• _REQUIREMENT_: Reproduce every line of the following records without any change.

▬▬▬

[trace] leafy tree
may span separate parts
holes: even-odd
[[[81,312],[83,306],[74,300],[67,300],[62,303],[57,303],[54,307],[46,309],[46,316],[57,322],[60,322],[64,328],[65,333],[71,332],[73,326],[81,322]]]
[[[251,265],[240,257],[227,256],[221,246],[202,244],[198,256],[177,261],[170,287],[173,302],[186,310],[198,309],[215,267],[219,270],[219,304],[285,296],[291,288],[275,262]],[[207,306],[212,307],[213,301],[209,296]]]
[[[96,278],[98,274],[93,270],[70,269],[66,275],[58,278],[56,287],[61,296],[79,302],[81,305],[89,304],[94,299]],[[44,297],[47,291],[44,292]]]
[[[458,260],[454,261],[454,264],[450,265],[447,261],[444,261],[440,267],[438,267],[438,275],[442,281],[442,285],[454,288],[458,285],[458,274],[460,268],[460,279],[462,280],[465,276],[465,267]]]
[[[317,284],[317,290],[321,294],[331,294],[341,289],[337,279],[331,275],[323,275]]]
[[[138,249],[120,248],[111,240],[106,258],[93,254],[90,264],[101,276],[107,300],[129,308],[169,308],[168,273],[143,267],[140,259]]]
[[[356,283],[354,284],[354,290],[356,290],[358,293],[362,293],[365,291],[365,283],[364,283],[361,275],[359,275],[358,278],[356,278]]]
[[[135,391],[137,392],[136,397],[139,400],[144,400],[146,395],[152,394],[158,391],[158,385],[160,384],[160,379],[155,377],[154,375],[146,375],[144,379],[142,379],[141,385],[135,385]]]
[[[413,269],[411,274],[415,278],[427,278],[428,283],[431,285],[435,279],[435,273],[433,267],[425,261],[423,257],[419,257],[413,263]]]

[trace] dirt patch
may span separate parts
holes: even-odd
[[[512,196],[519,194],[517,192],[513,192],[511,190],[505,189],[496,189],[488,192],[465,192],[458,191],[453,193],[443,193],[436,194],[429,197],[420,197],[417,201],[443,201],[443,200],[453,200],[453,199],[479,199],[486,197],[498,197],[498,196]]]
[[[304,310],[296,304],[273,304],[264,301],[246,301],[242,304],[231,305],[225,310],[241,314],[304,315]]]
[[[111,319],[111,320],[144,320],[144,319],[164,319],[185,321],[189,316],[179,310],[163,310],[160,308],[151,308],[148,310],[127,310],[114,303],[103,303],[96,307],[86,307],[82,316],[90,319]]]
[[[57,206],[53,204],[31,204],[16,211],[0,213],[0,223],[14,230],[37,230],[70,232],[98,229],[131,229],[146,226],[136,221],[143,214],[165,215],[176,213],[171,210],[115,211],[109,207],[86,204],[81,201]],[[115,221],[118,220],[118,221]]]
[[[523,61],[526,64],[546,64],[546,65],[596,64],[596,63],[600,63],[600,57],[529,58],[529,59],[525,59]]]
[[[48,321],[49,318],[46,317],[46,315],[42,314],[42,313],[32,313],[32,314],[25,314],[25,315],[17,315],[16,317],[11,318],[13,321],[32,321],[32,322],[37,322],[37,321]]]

▬▬▬

• _SOLVED EXERCISE_:
[trace] leafy tree
may span separate parts
holes: even-odd
[[[81,312],[83,306],[74,300],[67,300],[62,303],[57,303],[54,307],[46,309],[46,316],[57,322],[60,322],[64,328],[65,333],[71,332],[73,326],[81,322]]]
[[[251,265],[240,257],[227,256],[221,246],[202,244],[198,256],[177,261],[170,287],[173,302],[186,310],[198,309],[215,267],[219,270],[219,304],[285,296],[291,288],[275,262]],[[207,306],[212,307],[213,301],[209,296]]]
[[[96,278],[98,274],[93,270],[70,269],[66,275],[58,278],[56,287],[61,296],[79,302],[81,305],[89,304],[94,299]],[[44,297],[47,291],[44,292]]]
[[[458,260],[454,261],[454,264],[450,265],[447,261],[444,261],[440,267],[438,267],[438,275],[442,281],[442,285],[454,288],[458,285],[458,274],[460,268],[460,279],[462,280],[465,276],[465,267]]]
[[[317,284],[317,290],[321,294],[331,294],[341,289],[337,279],[331,275],[323,275]]]
[[[138,249],[120,248],[111,240],[106,258],[93,254],[90,264],[101,276],[107,300],[129,308],[169,308],[168,273],[143,267],[140,259]]]
[[[356,283],[354,284],[354,290],[356,290],[358,293],[362,293],[365,291],[365,283],[364,283],[361,275],[359,275],[358,278],[356,278]]]
[[[135,391],[137,392],[136,397],[139,400],[144,400],[146,395],[152,394],[158,391],[158,385],[160,384],[160,379],[155,377],[154,375],[146,375],[144,379],[142,379],[141,385],[135,385]]]
[[[413,269],[411,274],[415,278],[427,278],[428,283],[431,285],[435,279],[435,273],[433,267],[425,261],[423,257],[419,257],[413,263]]]

[trace] dirt patch
may span separate parts
holes: even-odd
[[[512,196],[519,194],[517,192],[513,192],[511,190],[505,189],[496,189],[488,192],[465,192],[458,191],[453,193],[443,193],[436,194],[429,197],[420,197],[417,201],[443,201],[443,200],[453,200],[453,199],[479,199],[486,197],[498,197],[498,196]]]
[[[304,310],[296,304],[273,304],[264,301],[246,301],[242,304],[231,305],[225,310],[241,314],[304,315]]]
[[[111,319],[111,320],[144,320],[144,319],[164,319],[185,321],[189,316],[179,310],[163,310],[160,308],[151,308],[148,310],[127,310],[114,303],[103,303],[96,307],[86,307],[82,316],[90,319]]]
[[[57,206],[53,204],[31,204],[16,211],[0,213],[0,223],[14,230],[37,230],[70,232],[98,229],[131,229],[146,226],[136,221],[143,214],[165,215],[176,213],[171,210],[115,211],[109,207],[86,204],[81,201]],[[115,221],[118,220],[118,221]]]
[[[523,61],[526,64],[546,64],[546,65],[596,64],[596,63],[600,63],[600,57],[529,58],[529,59],[525,59]]]
[[[48,321],[49,318],[46,317],[46,315],[42,314],[42,313],[32,313],[32,314],[25,314],[25,315],[17,315],[16,317],[11,318],[13,321],[32,321],[32,322],[37,322],[37,321]]]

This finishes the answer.